[The task] Copy the Norwich budget post between "Shouting in a" and "the City Manager.", inclusive, changing "City Manager" to "Mayor".

[Passage provided]
####
Friday, May 22, 2026

Shouting in a Movie Theater

It's been an intense, if not productive, spring here in The Rose City (a/k/a Norwich, Connecticut) as we make our way towards a final, approved municipal operating budget for the fiscal year starting 1 July. 

If we could focus on that, I'd be happy, but we have distractions like the ongoing and very heated dispute between some, part, or all of our volunteer fire companies and the Chief of the City of Norwich Fire Department and the City Manager. 

Everyone has an opinion, and like noses, they all smell. Mine? I live in the Consolidated City District and am protected by the paid fire department. I've not made a study of fire-fighting, but I'd be willing to bet that the average (or even above average) home fire doesn't care a fart to a pfenning who extinguishes it. Ditto for the homeowner. 

My concern is that we allow these 'issues' fanned into blazes by one or more self-serving alderpersons on our City Council because they enjoy and benefit from the acrimony and aggravation that are the results of their actions, to cause us to lose focus on the core functions of, and reasons for, government, at whatever level you'd like to take this discussion.
####
[Material supplied]
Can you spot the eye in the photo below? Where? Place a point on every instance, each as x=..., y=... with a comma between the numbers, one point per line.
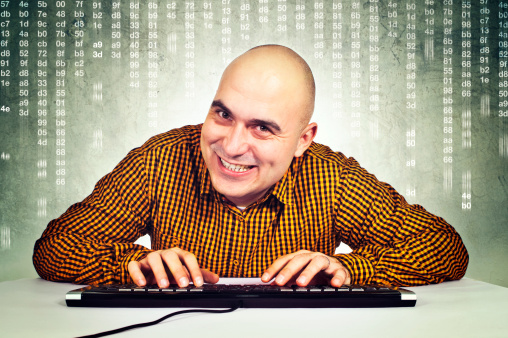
x=264, y=129
x=223, y=114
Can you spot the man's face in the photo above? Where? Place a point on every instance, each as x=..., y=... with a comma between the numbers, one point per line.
x=250, y=136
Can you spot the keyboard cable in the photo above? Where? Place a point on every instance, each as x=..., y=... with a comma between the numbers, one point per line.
x=125, y=328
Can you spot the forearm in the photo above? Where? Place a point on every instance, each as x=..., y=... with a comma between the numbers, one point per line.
x=83, y=260
x=430, y=257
####
[Answer]
Shouting in a Movie Theater

It's been an intense, if not productive, spring here in The Rose City (a/k/a Norwich, Connecticut) as we make our way towards a final, approved municipal operating budget for the fiscal year starting 1 July. 

If we could focus on that, I'd be happy, but we have distractions like the ongoing and very heated dispute between some, part, or all of our volunteer fire companies and the Chief of the City of Norwich Fire Department and the Mayor.